• Your objective:
Starting with the line that has "Could you please point to the teal" in it, repeat every line through the last one, word for word, and give nothing more.
--- Start of Raw data ---
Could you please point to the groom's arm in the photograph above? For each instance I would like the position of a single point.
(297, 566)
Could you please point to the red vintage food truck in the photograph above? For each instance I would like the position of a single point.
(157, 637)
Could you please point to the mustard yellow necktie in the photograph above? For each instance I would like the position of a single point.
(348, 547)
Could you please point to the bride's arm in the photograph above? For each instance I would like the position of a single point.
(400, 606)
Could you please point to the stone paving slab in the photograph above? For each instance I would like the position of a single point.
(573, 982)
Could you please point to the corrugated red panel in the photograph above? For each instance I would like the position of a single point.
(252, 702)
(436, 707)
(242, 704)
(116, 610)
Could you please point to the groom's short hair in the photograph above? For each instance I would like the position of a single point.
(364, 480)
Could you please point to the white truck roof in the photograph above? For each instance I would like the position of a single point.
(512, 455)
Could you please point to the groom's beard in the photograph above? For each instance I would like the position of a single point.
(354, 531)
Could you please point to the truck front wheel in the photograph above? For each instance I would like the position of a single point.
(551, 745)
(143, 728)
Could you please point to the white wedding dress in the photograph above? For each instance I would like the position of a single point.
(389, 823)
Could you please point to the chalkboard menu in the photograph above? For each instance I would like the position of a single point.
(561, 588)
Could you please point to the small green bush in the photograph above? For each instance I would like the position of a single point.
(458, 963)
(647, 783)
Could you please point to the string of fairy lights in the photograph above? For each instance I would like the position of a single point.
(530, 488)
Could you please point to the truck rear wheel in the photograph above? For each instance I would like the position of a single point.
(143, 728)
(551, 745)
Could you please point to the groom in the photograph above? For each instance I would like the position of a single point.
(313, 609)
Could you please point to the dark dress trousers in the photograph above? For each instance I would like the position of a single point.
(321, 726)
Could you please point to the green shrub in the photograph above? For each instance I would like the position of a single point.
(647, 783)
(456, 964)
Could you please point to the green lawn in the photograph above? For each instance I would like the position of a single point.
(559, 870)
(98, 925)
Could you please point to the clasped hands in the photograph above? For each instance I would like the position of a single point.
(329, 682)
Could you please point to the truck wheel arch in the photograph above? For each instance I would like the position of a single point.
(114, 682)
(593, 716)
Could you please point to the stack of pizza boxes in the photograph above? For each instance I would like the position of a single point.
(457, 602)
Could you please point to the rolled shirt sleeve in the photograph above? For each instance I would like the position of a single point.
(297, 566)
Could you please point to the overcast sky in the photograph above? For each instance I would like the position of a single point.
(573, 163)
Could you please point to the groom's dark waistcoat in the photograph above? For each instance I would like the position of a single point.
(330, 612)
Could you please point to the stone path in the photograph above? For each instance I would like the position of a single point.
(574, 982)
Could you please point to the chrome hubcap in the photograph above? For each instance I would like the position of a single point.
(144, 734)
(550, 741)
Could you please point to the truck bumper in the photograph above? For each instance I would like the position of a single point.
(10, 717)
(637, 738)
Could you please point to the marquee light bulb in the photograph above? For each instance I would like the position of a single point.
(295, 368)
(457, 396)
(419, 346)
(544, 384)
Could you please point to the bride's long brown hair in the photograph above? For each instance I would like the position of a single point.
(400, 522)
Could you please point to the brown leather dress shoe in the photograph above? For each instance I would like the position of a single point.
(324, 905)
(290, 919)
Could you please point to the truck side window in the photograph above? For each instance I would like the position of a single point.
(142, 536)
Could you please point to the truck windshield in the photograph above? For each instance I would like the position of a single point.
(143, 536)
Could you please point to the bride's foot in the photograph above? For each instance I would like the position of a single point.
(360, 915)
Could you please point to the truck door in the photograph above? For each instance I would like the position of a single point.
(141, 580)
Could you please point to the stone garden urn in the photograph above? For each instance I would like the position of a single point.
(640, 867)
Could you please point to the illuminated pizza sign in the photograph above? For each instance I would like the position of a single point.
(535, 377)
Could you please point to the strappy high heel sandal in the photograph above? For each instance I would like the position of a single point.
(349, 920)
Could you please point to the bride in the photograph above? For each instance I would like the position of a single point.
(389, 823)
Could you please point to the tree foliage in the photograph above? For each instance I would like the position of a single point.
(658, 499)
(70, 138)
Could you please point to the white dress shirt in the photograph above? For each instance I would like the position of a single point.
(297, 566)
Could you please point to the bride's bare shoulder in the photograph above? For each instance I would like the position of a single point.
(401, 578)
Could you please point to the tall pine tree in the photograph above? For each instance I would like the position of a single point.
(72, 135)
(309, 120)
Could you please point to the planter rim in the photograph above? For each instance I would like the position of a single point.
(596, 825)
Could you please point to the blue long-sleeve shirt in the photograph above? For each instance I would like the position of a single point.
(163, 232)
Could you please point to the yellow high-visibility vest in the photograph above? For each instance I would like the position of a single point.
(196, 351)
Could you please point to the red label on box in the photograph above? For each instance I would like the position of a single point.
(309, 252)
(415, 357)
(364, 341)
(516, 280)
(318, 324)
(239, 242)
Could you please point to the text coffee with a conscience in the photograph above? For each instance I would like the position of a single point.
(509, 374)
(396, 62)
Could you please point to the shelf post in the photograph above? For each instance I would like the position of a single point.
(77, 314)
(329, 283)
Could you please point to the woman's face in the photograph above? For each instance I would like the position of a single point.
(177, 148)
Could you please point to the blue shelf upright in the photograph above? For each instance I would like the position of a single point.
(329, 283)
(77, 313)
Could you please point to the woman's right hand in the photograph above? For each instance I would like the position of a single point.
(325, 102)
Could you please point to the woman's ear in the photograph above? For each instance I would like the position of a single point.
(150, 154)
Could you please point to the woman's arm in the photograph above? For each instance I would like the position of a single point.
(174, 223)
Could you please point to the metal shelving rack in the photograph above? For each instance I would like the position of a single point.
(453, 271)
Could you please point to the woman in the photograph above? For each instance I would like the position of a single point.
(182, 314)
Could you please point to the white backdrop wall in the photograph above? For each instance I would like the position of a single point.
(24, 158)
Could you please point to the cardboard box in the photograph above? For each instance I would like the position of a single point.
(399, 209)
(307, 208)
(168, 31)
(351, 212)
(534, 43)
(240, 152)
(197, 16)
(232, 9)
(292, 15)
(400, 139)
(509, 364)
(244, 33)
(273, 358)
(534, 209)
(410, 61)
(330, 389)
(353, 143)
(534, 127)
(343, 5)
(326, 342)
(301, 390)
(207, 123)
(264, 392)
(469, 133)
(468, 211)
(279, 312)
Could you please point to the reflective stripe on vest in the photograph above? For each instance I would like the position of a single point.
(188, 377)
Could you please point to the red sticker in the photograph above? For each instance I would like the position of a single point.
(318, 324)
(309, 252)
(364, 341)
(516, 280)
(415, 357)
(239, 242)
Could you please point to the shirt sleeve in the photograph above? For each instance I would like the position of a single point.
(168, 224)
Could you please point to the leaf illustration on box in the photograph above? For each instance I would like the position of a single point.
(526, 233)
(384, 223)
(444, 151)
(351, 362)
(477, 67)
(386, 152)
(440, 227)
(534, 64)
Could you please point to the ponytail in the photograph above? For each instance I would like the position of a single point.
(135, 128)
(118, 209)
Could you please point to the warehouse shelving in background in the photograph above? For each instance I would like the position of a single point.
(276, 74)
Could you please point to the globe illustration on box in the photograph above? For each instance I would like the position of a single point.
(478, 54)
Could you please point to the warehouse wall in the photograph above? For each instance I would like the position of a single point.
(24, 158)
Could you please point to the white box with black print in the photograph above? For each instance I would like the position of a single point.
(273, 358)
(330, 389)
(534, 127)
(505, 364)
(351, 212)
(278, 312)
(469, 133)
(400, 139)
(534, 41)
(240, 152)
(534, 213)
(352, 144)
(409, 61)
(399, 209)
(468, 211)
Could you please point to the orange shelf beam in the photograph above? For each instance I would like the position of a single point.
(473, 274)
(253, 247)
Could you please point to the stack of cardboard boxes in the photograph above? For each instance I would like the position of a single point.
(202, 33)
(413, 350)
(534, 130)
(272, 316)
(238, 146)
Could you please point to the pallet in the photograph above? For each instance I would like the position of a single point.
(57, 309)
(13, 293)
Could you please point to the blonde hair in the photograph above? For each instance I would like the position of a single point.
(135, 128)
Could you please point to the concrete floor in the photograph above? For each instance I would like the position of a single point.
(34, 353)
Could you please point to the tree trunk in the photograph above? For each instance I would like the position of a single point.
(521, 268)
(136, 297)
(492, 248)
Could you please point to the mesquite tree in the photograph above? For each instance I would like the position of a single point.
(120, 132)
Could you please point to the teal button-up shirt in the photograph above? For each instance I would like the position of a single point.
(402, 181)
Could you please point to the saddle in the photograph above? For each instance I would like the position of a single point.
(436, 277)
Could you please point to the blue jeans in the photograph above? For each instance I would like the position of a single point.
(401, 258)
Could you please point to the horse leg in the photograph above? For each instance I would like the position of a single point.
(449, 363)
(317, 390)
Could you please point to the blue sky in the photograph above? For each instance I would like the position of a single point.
--- End of Raw data ---
• Reply to the task:
Could you please point to the teal button-up shirt in the photograph above? For each instance I would like the position of a single point.
(402, 181)
Could you please point to the saddle in the photograph above? For each instance I would like the position of a single point.
(436, 277)
Could you please point to the blue jeans in the photograph above? For each instance I would like the position of a single point.
(401, 258)
Could you please point to the horse leg in the photograph above? For each instance I would like the position of a single point.
(449, 363)
(317, 390)
Could you please point to the blue sky in the photograph above? For each instance I would like the position of a single point.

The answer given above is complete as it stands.